Mi chiamo Cataldo Ranieri e oggi sono un ex dipendente Ilva poiché indesiderato sia da Riva che da Mittal. Ho lavorato in Ilva per 21 anni, in luoghi dove gli operai rischiano la vita ogni giorno, su impianti fatiscenti, insicuri e velenosi col solo scopo di portare il pane a casa.
Durante il mio percorso lavorativo, insieme al mio amico e collega Massimo Battista Libero e Pensante come me, abbiamo denunciato con ogni mezzo, sia le condizioni di lavoro, che quelli ambientali. È per questo che prima ancora di diventare indesiderati per Riva o Mittal, lo eravamo anche per tutto il nostro sindacato, anche per quello del quale facevamo parte, perché il nostro operato ostacolava la produzione, sollecitava troppo gli enti competenti, ostacolava i patti di non belligeranza tra azienda, politica e sindacato e soprattutto creava consenso fra i lavoratori.
Le nostre iniziative di lotta rovinano gli equilibri di quel sistema corrotto che abbiamo sempre combattuto, ma nonostante gli ostacoli, non riuscivano a fermarci neanche allora.

------------

# DA FARE:
1. Rispondi in breve a queste domande sulla testimonianza dell'ex dipendente Ilva.
(a) Per quanti anni chi scrive ha lavorato in Ilva?
(b) Come si chiama l'amico e collega citato nel brano?
(c) Per chi erano già indesiderati i due prima ancora di esserlo per Riva o Mittal?
2. Riporta parola per parola il passo della testimonianza dell'ex dipendente Ilva che va da "Durante il mio" fino a "fermarci neanche allora." compreso.

(Estratti di dati di etichettatura dei luoghi)
------------

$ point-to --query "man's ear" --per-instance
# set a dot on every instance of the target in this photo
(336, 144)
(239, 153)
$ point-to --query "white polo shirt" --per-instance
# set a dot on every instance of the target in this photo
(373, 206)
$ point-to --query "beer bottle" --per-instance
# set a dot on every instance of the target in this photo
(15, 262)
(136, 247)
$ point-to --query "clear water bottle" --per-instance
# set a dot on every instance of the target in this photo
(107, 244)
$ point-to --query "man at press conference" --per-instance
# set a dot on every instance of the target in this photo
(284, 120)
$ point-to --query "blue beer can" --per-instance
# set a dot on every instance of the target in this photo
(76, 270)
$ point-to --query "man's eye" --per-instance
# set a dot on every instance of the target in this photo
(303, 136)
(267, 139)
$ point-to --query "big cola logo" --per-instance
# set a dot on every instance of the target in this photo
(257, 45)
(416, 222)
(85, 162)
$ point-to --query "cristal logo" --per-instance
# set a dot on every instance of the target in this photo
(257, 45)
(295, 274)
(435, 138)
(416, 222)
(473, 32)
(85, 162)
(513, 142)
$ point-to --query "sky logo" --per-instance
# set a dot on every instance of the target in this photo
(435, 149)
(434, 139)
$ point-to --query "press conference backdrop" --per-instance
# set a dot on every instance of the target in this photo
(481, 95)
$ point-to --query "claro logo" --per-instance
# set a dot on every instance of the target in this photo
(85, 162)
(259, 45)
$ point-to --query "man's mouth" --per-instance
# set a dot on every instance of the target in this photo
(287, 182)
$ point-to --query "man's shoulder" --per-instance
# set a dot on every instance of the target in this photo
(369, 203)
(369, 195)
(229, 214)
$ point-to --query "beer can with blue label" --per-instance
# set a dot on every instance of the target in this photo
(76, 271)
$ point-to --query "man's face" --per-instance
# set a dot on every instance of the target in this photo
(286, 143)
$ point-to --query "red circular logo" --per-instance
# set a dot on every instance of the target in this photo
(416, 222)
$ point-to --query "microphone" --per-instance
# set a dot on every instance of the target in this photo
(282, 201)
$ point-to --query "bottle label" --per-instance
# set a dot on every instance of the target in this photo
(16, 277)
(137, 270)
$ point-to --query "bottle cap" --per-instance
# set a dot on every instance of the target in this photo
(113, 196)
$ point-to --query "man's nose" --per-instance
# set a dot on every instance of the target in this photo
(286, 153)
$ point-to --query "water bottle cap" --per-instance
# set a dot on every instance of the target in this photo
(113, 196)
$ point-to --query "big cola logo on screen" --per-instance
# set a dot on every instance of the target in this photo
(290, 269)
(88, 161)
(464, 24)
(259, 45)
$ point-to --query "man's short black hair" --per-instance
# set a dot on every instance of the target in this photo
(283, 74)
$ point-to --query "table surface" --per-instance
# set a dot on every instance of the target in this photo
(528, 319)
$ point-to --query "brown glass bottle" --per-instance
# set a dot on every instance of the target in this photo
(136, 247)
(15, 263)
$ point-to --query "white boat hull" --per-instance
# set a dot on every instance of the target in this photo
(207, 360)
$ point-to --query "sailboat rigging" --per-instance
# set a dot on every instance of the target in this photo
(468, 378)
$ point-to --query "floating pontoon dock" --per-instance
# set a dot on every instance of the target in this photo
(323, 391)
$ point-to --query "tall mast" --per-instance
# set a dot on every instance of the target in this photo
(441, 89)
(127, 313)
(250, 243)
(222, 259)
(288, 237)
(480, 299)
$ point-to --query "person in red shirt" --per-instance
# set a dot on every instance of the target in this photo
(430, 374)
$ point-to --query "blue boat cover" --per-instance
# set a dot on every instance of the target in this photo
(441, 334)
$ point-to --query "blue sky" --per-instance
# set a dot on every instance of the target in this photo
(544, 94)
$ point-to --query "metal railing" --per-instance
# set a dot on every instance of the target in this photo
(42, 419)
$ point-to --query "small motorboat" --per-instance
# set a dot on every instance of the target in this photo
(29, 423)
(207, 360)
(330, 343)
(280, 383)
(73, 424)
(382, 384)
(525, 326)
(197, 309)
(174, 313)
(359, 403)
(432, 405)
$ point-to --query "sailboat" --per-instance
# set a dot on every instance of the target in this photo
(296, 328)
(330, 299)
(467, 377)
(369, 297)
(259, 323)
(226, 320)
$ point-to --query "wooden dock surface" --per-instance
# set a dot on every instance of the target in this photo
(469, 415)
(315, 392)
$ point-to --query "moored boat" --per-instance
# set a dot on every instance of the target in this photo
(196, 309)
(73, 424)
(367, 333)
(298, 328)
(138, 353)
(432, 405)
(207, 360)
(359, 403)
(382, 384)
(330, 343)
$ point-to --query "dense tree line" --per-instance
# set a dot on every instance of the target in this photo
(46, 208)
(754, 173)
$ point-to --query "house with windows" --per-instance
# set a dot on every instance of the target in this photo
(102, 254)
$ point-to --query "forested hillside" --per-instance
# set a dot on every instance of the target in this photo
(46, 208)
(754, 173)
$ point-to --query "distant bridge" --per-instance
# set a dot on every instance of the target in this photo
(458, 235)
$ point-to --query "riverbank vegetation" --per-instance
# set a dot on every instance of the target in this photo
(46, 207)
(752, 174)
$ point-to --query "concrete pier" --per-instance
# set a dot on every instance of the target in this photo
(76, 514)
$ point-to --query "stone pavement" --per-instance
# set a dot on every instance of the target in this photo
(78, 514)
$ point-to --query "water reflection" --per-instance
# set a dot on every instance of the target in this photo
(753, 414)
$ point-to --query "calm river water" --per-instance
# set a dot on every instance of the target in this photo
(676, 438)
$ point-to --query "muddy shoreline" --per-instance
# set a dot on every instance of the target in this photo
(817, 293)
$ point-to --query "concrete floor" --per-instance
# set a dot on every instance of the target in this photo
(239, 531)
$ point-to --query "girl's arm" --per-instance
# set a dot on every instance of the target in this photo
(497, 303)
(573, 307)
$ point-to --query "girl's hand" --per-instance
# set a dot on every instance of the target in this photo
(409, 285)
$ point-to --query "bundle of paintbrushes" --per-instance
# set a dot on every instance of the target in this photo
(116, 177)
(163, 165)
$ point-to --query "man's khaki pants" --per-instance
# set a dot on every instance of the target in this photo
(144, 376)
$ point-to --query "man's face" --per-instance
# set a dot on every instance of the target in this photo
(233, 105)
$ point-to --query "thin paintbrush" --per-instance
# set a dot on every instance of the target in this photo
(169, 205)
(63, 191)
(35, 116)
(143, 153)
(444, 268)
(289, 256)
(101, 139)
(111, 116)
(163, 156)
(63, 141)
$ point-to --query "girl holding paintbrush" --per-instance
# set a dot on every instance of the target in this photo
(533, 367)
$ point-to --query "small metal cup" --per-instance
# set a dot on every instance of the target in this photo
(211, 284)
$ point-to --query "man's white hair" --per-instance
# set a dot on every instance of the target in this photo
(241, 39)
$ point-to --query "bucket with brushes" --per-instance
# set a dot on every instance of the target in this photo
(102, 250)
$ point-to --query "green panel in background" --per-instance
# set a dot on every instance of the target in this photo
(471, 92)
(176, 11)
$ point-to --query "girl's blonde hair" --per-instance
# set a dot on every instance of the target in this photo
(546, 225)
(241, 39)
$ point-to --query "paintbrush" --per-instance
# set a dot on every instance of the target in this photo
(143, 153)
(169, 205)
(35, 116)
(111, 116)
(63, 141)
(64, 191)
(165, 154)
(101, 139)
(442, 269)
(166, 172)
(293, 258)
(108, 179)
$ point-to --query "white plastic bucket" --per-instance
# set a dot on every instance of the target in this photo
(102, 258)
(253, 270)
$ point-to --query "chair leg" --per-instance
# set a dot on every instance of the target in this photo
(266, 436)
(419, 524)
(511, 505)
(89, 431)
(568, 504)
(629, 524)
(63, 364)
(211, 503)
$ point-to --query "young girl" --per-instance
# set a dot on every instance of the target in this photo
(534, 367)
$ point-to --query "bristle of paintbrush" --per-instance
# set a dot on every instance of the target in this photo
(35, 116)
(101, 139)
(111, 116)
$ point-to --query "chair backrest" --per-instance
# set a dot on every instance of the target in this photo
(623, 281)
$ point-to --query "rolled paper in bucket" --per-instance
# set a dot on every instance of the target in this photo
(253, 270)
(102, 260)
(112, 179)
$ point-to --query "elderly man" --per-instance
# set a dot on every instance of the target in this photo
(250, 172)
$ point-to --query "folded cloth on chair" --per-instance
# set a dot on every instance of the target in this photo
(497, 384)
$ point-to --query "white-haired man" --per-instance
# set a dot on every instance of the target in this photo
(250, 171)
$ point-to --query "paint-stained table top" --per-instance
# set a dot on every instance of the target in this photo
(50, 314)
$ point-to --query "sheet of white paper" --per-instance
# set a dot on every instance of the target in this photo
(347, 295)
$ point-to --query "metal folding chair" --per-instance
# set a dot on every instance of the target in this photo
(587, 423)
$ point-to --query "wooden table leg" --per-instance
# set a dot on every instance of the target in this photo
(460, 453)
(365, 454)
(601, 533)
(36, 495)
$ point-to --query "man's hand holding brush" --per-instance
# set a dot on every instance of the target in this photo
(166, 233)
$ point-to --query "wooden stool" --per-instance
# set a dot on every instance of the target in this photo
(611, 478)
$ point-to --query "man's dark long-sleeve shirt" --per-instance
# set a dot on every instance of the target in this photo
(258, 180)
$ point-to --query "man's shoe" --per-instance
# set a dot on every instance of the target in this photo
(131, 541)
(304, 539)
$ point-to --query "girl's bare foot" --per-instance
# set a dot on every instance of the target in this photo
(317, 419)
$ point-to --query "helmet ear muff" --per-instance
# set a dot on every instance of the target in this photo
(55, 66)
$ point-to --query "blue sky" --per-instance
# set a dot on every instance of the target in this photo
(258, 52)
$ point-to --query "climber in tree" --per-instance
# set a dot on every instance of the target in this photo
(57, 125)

------------

# RISPOSTE:
1.
(a) Per 21 anni.
(b) Massimo Battista.
(c) Per tutto il loro sindacato, compreso quello di cui facevano parte.

2.
Durante il mio percorso lavorativo, insieme al mio amico e collega Massimo Battista Libero e Pensante come me, abbiamo denunciato con ogni mezzo, sia le condizioni di lavoro, che quelli ambientali. È per questo che prima ancora di diventare indesiderati per Riva o Mittal, lo eravamo anche per tutto il nostro sindacato, anche per quello del quale facevamo parte, perché il nostro operato ostacolava la produzione, sollecitava troppo gli enti competenti, ostacolava i patti di non belligeranza tra azienda, politica e sindacato e soprattutto creava consenso fra i lavoratori.
Le nostre iniziative di lotta rovinano gli equilibri di quel sistema corrotto che abbiamo sempre combattuto, ma nonostante gli ostacoli, non riuscivano a fermarci neanche allora.